• [Stated task] Copy out the stretch of the material from the line containing "Tag the carport" through the end of the material, requests included, and nothing else, multiplying each x and y coordinate in the answers by 0.75 and rounding to whole numbers with halves rounded up. Leave the numbers in the requests and their format samples unchanged.

========================

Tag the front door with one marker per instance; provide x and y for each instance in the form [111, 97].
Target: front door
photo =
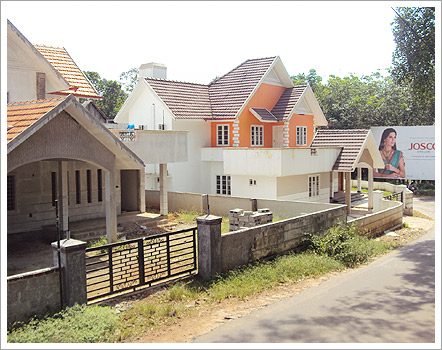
[277, 136]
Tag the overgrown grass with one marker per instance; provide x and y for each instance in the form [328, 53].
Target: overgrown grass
[336, 250]
[77, 324]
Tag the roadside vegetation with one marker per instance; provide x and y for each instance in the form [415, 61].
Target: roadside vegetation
[340, 248]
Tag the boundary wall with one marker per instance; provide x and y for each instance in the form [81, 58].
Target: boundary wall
[33, 293]
[221, 205]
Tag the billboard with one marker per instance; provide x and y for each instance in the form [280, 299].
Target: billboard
[408, 152]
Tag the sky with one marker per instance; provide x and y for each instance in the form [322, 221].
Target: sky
[200, 40]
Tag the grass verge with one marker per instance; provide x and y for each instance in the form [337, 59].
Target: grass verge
[338, 249]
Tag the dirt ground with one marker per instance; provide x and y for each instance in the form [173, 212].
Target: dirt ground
[204, 318]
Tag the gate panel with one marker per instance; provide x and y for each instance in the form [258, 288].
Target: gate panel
[118, 267]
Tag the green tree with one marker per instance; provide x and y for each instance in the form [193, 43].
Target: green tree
[129, 79]
[114, 95]
[414, 58]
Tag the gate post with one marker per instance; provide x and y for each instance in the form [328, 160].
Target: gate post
[209, 246]
[73, 267]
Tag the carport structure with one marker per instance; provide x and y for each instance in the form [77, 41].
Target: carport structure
[358, 150]
[59, 153]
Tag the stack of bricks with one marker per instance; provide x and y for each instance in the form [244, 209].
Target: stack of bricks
[239, 218]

========================

• [Finished task]
Tag the carport structure with one marker per instance; provide x and y for each instance in the form [77, 41].
Target: carport structure
[269, 113]
[44, 115]
Tag the stack of bricks with one marker per instance; provide x and y for each instance in the form [244, 209].
Target: stack of bricks
[179, 164]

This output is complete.